### Description of the task
Would you please repeat exactly the lines from the one containing "373L284 356L2 395L600" to the end of the records, both included, and leave out the rest?

### Saved entries
= Beginning of Section =

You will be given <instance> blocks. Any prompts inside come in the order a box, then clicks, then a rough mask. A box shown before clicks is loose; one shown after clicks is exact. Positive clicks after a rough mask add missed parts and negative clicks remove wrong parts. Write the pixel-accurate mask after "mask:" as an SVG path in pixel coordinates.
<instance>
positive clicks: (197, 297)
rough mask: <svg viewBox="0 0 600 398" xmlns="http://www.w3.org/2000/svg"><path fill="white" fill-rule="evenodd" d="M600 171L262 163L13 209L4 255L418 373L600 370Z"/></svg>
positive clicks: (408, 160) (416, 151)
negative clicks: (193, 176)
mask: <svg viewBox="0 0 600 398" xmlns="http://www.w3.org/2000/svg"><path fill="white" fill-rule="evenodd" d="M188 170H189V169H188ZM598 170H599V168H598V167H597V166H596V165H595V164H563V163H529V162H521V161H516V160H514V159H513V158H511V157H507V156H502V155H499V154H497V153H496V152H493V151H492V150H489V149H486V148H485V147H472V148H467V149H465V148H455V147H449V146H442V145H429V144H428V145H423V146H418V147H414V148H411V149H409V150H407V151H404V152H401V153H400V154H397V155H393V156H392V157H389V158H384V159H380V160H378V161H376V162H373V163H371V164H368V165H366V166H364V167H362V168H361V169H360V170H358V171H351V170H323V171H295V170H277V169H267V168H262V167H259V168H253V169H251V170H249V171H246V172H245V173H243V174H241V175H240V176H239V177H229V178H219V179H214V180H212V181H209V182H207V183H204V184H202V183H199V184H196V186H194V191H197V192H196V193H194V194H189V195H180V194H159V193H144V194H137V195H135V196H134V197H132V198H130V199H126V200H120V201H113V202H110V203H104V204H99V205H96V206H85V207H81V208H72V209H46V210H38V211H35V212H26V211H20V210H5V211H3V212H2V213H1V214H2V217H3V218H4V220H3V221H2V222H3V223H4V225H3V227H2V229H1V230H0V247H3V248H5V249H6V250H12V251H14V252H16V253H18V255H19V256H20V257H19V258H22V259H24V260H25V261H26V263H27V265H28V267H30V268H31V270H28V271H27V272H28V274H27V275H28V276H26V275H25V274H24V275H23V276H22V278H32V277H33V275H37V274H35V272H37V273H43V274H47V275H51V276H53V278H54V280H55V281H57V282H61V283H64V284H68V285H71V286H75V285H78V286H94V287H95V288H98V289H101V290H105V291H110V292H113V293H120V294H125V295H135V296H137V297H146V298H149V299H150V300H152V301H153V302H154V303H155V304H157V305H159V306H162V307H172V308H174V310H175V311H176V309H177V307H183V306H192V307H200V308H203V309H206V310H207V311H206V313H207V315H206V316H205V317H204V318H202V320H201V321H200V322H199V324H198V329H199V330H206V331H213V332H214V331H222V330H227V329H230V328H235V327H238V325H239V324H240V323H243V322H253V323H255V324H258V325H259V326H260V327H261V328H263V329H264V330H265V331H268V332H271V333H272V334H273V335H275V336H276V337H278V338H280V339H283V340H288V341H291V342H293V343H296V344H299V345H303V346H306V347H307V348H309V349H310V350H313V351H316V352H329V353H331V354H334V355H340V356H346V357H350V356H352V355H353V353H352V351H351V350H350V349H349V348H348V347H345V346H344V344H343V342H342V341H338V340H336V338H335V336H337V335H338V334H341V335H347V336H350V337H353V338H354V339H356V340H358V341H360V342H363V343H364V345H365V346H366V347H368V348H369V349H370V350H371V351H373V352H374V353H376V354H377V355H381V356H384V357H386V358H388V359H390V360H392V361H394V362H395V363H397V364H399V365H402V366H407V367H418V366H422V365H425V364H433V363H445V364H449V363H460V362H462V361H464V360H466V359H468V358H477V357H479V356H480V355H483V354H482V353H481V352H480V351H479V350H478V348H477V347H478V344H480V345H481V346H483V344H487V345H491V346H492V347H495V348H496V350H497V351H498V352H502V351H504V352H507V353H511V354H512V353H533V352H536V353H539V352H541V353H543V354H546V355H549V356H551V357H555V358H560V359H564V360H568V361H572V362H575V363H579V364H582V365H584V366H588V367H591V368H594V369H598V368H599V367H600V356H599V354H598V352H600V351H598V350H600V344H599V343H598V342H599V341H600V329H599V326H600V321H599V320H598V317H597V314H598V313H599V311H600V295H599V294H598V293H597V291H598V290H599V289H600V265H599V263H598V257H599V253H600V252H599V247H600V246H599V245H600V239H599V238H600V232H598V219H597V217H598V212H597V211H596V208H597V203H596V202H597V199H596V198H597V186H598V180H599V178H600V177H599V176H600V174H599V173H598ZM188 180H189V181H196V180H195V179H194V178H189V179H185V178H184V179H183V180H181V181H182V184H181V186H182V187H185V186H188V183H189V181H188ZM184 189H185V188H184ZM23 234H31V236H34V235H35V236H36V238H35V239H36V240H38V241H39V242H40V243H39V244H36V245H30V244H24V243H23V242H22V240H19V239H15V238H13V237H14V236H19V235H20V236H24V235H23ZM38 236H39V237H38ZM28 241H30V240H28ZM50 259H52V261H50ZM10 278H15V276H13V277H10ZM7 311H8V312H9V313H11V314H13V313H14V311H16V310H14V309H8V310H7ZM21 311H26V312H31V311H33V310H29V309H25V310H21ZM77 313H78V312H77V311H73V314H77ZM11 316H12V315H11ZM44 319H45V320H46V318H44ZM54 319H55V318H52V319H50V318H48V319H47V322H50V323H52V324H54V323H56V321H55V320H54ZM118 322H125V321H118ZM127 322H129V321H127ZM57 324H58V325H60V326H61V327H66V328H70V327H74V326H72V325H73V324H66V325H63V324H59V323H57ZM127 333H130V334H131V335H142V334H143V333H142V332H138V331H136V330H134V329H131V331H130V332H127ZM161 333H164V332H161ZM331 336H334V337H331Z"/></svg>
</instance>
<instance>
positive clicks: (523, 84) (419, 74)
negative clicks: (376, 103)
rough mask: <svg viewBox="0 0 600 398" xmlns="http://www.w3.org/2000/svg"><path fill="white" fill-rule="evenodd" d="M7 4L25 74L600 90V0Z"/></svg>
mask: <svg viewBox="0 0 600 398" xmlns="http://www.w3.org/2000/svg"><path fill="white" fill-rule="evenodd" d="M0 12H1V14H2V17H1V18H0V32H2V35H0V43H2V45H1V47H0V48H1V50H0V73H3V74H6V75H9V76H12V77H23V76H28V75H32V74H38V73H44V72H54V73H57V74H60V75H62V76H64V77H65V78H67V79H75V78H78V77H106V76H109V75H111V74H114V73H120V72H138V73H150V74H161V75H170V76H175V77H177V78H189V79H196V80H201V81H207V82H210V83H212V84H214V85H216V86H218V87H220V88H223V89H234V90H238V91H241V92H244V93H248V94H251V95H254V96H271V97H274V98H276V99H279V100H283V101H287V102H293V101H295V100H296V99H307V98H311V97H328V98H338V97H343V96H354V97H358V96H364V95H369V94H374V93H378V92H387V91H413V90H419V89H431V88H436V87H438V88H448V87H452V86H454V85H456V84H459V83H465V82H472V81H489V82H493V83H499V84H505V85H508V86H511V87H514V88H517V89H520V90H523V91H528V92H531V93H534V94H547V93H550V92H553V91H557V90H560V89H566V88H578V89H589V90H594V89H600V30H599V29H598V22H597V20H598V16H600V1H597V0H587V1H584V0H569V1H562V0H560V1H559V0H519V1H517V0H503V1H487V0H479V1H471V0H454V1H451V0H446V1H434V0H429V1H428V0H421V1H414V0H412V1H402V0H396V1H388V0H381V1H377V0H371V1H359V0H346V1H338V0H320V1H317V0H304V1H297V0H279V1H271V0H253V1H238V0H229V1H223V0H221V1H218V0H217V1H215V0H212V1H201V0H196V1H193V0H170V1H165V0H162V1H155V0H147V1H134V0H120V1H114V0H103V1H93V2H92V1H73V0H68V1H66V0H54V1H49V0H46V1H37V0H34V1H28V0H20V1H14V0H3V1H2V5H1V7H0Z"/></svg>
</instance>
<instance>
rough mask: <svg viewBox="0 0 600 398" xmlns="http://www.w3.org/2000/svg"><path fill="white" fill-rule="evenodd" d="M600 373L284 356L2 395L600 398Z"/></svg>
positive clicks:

= End of Section =

### Solution
rough mask: <svg viewBox="0 0 600 398" xmlns="http://www.w3.org/2000/svg"><path fill="white" fill-rule="evenodd" d="M600 373L284 356L2 395L600 398Z"/></svg>
positive clicks:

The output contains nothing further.